-- 任务说明 --
能否把下方条目中从含有“Would you mind marking the potted”的那一行起、一直到条目末尾的这一段逐行照录出来，首尾两行都包括在内？

-- 所给材料 --
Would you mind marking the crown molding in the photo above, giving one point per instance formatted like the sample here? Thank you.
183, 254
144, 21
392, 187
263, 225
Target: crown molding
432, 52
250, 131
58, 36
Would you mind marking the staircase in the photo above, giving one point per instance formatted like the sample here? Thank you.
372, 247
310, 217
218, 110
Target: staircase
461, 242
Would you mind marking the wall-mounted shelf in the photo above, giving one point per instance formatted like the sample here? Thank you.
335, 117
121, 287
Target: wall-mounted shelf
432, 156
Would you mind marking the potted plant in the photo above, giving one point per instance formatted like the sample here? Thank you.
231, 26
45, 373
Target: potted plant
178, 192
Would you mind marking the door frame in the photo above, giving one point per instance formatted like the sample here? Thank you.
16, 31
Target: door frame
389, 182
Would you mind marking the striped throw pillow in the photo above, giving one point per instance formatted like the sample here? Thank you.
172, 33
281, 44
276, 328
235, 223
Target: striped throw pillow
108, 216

-- 问题解答 --
Would you mind marking the potted plant in the photo above, giving one point per instance formatted like the sample here? Thank you.
231, 26
45, 373
Target: potted plant
178, 192
Would you mind marking the door frame in the photo above, giving one point per instance formatted like the sample here? Thank you.
16, 31
Target: door frame
389, 182
Would you mind marking the striped throw pillow in the photo above, giving one point per instance formatted like the sample here? Thank you.
172, 33
281, 44
276, 328
235, 223
Target: striped throw pillow
108, 216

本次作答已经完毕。